* _EXTRAIT AFFICHÉ_

|---|

Emmanuel Davidenkoff : Félicitations à votre fille : Abibac est une filière exigeante, comme vous le savez déjà. Sur Gustave Flaubert, vous trouverez toutes les données en suivant ce lien.

Pierrrre : Quel est le lycée public le plus sélectif et réputé de France ? Louis le Grand ? Henri IV ?

Aurélie Collas : On recense vingt-sept lycées publics ayant obtenu 100 % de réussite au bac l’an dernier. Et le ministère fait état de 10 % de lycées sélectifs (publics et privés), qui ont d’excellents résultats mais en sélectionnant les élèves à l’entrée en seconde ou en cours de route.

Vous pouvez également lire cet article publié aujourd’hui sur les prestigieux lycées publics qui n’ont pas besoin des classements pour être très prisés des familles.

Thierry : Pour calculer la plus-value d’un lycée il me semblerait plus pertinent de comparer les résultats avec la cohorte de seconde. L’écrémage se fait surtout à la fin de seconde. Pourquoi votre choix porte sur la cohorte en première ?

Emmanuel Davidenkoff : Cette question a été longuement discutée : les deux indicateurs ont leurs défauts. En ne retenant que le taux d’accès 2de-bac, on pénalise des lycées qui offrent une faible possibilité de choix, alors qu’ils ne déméritent pas. Exemple : un élève choisit d’aller en L après la seconde mais il n’y a pas de 1ere L dans son lycée. Cela lui sera compté en valeur ajoutée « négative » alors qu’il n’a pas démérité. D’après nos informations, ce cas est plus fréquent que celui des lycées qui « écrèment » fortement en fin de seconde. D’où notre choix.

Jean : Pourquoi ne pas publier aussi un classement des lycées d’excellence, comme l’a fait L’Etudiant il y a quelques années, pour connaître les lycées les plus réputés de France, qui offrent les meilleures poursuites d’études, les meilleurs résultats au bac, indépendamment d’autres facteurs ?

Emmanuel Davidenkoff : Trois raisons expliquent notre choix.

|---|

* _CONSIGNE_
Recopiez le passage de l'échange sur le classement des lycées, en partant de « Emmanuel Davidenkoff : Cette » et en terminant par « D’où notre choix. ».

* _DONNÉES ENREGISTRÉES_
|---|

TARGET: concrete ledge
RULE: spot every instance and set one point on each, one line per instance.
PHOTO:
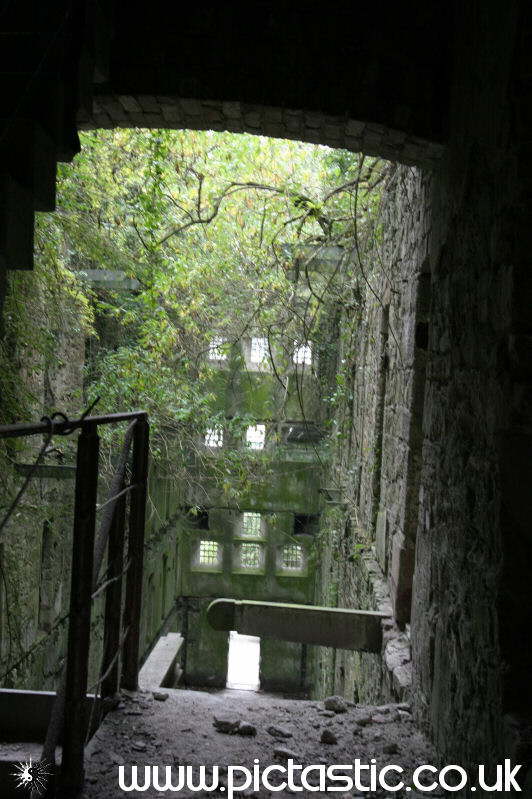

|---|

* _RÉPONSE COMPLÈTE_
Emmanuel Davidenkoff : Cette question a été longuement discutée : les deux indicateurs ont leurs défauts. En ne retenant que le taux d’accès 2de-bac, on pénalise des lycées qui offrent une faible possibilité de choix, alors qu’ils ne déméritent pas. Exemple : un élève choisit d’aller en L après la seconde mais il n’y a pas de 1ere L dans son lycée. Cela lui sera compté en valeur ajoutée « négative » alors qu’il n’a pas démérité. D’après nos informations, ce cas est plus fréquent que celui des lycées qui « écrèment » fortement en fin de seconde. D’où notre choix.